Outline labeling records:
========================================

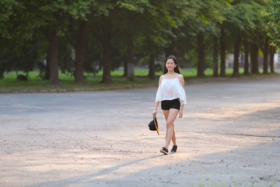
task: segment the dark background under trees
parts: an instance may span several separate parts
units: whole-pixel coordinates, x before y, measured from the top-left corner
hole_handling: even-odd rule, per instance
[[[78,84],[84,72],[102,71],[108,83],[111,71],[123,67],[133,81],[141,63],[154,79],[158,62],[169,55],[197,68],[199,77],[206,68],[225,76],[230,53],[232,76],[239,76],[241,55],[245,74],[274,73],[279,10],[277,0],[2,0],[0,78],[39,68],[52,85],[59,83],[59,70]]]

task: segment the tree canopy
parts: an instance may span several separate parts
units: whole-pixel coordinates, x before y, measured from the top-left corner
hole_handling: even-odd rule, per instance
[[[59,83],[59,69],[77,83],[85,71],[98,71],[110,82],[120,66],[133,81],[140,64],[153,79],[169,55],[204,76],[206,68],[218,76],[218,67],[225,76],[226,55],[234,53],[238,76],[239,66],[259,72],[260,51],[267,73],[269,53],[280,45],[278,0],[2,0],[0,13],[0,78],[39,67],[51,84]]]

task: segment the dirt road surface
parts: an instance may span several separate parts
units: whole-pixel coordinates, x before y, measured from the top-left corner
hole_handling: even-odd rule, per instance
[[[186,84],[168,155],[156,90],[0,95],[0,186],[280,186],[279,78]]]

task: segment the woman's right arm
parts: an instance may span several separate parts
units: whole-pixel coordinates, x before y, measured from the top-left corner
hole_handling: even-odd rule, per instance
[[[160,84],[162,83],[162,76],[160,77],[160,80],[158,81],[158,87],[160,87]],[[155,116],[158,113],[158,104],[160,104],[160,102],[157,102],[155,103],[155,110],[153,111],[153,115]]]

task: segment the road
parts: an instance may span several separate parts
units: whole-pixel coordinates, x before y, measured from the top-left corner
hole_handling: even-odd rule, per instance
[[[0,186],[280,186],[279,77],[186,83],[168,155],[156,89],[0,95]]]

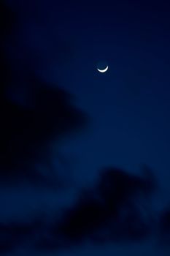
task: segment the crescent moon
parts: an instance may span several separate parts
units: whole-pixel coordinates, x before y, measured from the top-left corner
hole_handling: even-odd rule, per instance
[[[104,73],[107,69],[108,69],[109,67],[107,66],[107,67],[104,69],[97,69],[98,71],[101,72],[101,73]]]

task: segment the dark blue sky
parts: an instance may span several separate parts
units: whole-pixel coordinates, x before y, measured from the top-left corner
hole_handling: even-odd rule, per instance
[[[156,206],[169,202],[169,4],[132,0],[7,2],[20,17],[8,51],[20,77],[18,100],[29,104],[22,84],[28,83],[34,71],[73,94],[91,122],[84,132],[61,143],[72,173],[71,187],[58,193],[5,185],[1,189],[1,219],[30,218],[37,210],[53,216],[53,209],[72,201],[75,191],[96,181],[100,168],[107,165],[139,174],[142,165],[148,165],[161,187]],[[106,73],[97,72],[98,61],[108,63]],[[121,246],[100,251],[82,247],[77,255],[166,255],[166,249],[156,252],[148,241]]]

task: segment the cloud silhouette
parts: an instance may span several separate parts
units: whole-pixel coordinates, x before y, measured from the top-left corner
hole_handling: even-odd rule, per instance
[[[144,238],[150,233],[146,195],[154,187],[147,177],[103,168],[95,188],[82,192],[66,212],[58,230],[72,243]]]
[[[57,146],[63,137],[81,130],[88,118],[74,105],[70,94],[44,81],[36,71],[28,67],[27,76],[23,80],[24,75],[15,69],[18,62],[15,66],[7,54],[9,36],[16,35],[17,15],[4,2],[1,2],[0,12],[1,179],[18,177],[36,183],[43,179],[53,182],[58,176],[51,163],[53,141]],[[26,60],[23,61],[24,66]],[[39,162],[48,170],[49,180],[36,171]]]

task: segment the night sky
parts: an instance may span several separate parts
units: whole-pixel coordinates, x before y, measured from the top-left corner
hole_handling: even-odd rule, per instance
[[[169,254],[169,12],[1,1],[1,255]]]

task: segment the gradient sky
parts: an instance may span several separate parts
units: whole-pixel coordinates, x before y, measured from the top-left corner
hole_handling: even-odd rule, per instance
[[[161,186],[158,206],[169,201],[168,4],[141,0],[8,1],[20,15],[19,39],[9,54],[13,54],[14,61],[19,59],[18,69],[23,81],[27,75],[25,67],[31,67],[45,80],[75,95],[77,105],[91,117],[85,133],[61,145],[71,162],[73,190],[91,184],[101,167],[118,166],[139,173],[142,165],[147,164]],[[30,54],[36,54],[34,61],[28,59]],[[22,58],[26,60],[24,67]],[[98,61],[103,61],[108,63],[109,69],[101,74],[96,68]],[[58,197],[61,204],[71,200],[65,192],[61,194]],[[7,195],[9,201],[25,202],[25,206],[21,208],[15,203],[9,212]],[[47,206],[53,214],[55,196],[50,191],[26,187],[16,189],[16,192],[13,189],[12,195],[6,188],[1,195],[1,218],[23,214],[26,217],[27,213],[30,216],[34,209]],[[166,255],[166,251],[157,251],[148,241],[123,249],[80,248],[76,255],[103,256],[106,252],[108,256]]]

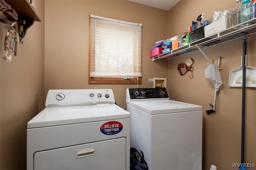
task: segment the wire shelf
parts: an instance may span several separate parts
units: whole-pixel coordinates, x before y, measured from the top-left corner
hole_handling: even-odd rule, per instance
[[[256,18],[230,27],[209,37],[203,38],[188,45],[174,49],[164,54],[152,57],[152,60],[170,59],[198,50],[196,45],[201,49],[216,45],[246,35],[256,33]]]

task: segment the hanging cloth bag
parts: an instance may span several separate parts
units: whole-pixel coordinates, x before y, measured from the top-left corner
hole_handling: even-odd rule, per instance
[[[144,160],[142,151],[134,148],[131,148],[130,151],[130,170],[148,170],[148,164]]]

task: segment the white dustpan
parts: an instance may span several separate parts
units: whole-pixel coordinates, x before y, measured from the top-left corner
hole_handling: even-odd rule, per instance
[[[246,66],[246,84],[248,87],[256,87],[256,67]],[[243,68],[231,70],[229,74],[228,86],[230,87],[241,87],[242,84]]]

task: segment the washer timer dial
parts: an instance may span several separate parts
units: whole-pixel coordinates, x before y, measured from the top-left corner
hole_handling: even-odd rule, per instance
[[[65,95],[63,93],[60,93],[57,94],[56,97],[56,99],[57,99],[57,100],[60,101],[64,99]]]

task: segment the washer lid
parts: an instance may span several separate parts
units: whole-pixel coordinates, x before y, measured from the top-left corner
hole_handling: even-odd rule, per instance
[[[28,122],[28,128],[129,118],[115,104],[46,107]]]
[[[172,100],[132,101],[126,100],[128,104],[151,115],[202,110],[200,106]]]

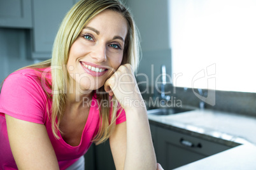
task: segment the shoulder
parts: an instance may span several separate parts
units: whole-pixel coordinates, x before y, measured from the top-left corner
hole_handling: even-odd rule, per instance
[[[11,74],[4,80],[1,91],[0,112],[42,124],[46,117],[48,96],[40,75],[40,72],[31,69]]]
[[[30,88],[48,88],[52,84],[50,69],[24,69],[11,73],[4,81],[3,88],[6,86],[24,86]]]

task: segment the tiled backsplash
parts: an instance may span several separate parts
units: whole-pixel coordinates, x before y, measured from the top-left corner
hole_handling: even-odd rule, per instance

========================================

Quote the preceding records in their entirety, excluding every picture.

Solved problem |
task: segment the dark background under trees
parts: an instance may span several separate parts
units: whole-pixel coordinates, x before y, measured from the top-left corner
hole_handling: even-odd rule, per instance
[[[78,84],[84,72],[102,71],[108,83],[111,71],[123,67],[133,81],[141,63],[154,79],[158,62],[169,55],[197,68],[199,77],[206,68],[225,76],[230,53],[232,76],[239,76],[241,55],[245,74],[274,73],[279,10],[277,0],[2,0],[0,78],[39,68],[52,85],[59,83],[59,70]]]

task: segment the tree canopy
parts: an instance may span several separate parts
units: whole-pixel coordinates, x before y, measured from the top-left corner
hole_handling: even-odd rule, per instance
[[[59,83],[59,69],[77,83],[85,71],[98,71],[110,82],[120,66],[133,81],[140,64],[153,79],[169,55],[204,76],[206,68],[218,76],[218,67],[225,76],[226,55],[234,53],[238,76],[239,66],[259,72],[260,51],[267,73],[269,53],[280,45],[278,0],[2,0],[0,13],[0,78],[39,67],[51,84]]]

task: segment the dirt road surface
parts: an instance may span several separate parts
units: whole-pixel coordinates, x before y, measured from the top-left corner
hole_handling: even-odd rule, per instance
[[[186,84],[168,155],[156,90],[0,95],[0,186],[280,186],[279,78]]]

task: segment the woman's right arm
parts: an instance may span several separate parts
units: whole-pixel coordinates, x before y, measured from the top-left corner
hole_handling: even-odd rule, per instance
[[[160,84],[162,83],[162,76],[160,77],[160,80],[158,81],[158,87],[160,87]],[[155,116],[158,113],[158,104],[160,104],[160,102],[157,102],[155,103],[155,110],[153,111],[153,115]]]

task: segment the road
parts: an instance may span several separate parts
units: whole-pixel coordinates, x before y, measured from the top-left corner
hole_handling: even-odd rule, per instance
[[[0,186],[280,186],[279,77],[186,83],[168,155],[156,89],[0,95]]]

task: segment the crescent moon
parts: an instance may span several separate parts
units: whole-pixel coordinates, x before y, measured from the top-left corner
hole_handling: even-odd rule, per instance
[[[104,73],[107,69],[108,69],[109,67],[107,66],[107,67],[104,69],[97,69],[98,71],[101,72],[101,73]]]

task: segment the dark blue sky
parts: an instance may span several separate parts
units: whole-pixel coordinates, x before y, measured from the top-left corner
hole_handling: even-odd rule, per instance
[[[156,206],[169,202],[169,4],[132,0],[7,2],[20,17],[8,51],[20,77],[18,100],[29,104],[22,84],[28,83],[34,71],[73,94],[91,122],[84,132],[61,143],[72,173],[71,187],[58,193],[5,185],[1,189],[1,219],[30,218],[37,210],[53,216],[53,209],[72,201],[75,191],[96,181],[100,168],[107,165],[139,174],[142,165],[148,165],[161,187]],[[106,73],[97,72],[98,61],[108,63]],[[121,246],[100,251],[82,247],[77,255],[166,255],[166,249],[156,252],[148,241]]]

task: segment the cloud silhouette
parts: an instance may span several separate parts
units: whole-pixel coordinates, x before y, measured from the top-left corner
hole_handling: even-odd rule, per instance
[[[144,238],[150,233],[146,195],[154,187],[147,177],[103,168],[95,188],[82,192],[66,212],[58,230],[72,243]]]
[[[57,146],[63,137],[81,130],[88,118],[74,105],[70,94],[44,81],[36,71],[28,67],[27,76],[23,80],[24,75],[15,69],[18,62],[15,66],[7,54],[9,36],[16,35],[17,15],[4,2],[1,2],[0,12],[1,179],[18,177],[36,183],[43,179],[53,182],[58,176],[51,163],[53,141]],[[26,60],[23,61],[24,66]],[[39,162],[48,170],[49,180],[36,171]]]

task: segment the night sky
parts: an instance may span several separate parts
units: whole-pixel coordinates, x before y, measured from the top-left corner
hole_handling: even-odd rule, per instance
[[[169,254],[169,12],[1,1],[1,255]]]

task: segment the gradient sky
parts: an instance may span several separate parts
units: whole-pixel coordinates, x before y, measured from the top-left corner
hole_handling: even-odd rule, per instance
[[[161,186],[158,206],[169,201],[168,4],[141,0],[8,1],[20,15],[19,39],[9,54],[13,54],[14,61],[19,59],[18,69],[23,81],[27,75],[25,67],[31,67],[45,80],[75,95],[77,105],[91,117],[85,133],[61,145],[71,162],[73,190],[91,184],[101,167],[118,166],[139,173],[142,165],[147,164]],[[30,54],[36,54],[34,61],[28,59]],[[22,58],[26,60],[24,67]],[[98,61],[103,61],[108,63],[109,69],[101,74],[96,68]],[[58,197],[61,204],[71,200],[65,192],[61,194]],[[7,195],[9,201],[25,202],[25,206],[21,208],[15,203],[9,212]],[[47,206],[53,214],[55,196],[50,191],[26,187],[16,189],[16,192],[13,189],[12,195],[6,188],[1,195],[1,218],[23,214],[26,217],[27,213],[30,216],[34,209]],[[166,255],[166,251],[157,251],[148,241],[123,249],[80,248],[76,255],[103,256],[106,252],[108,256]]]

task: segment the wire shelf
parts: an instance may span several separate parts
units: whole-pixel coordinates, x before y, measured from the top-left corner
hole_handling: even-odd rule, per instance
[[[256,18],[230,27],[209,37],[203,38],[188,45],[174,49],[164,54],[152,57],[152,60],[170,59],[198,50],[196,45],[201,49],[216,45],[246,35],[256,33]]]

task: segment the hanging cloth bag
parts: an instance may span several separate parts
units: whole-pixel coordinates, x before y, measured from the top-left corner
hole_handling: even-odd rule, per instance
[[[144,160],[142,151],[134,148],[131,148],[130,151],[130,170],[148,170],[148,164]]]

task: segment the white dustpan
parts: an instance may span several separate parts
units: whole-pixel coordinates, x before y, measured from the top-left corner
hole_handling: even-odd rule, per instance
[[[246,66],[246,84],[248,87],[256,87],[256,67]],[[243,68],[231,70],[229,74],[228,86],[230,87],[241,87],[242,84]]]

task: segment the washer timer dial
parts: an instance may span several separate parts
units: whole-pixel coordinates, x before y, measured from the top-left corner
hole_handling: even-odd rule, per instance
[[[65,95],[63,93],[60,93],[57,94],[56,97],[56,99],[57,99],[57,100],[60,101],[64,99]]]

task: segment the washer lid
parts: an instance may span several separate parts
units: whole-pixel coordinates, x before y, measured from the top-left corner
hole_handling: even-odd rule, per instance
[[[28,122],[28,128],[129,118],[115,104],[46,107]]]
[[[172,100],[132,101],[126,100],[128,104],[151,115],[202,110],[200,106]]]

task: segment the shoulder
parts: an instance may span several separate parts
units: whole-pixel coordinates, x before y, measured from the top-left corner
hole_handling: even-odd rule, per instance
[[[11,74],[4,80],[1,91],[0,112],[42,124],[46,117],[48,96],[40,75],[40,72],[31,69]]]
[[[30,88],[48,88],[52,84],[50,69],[24,69],[11,73],[4,81],[3,88],[6,86],[24,86]]]

task: segment the tiled backsplash
parts: an instance may span several separate parts
units: whole-pixel coordinates, x before y, measured from the top-left corner
hole_handling: even-odd rule, per instance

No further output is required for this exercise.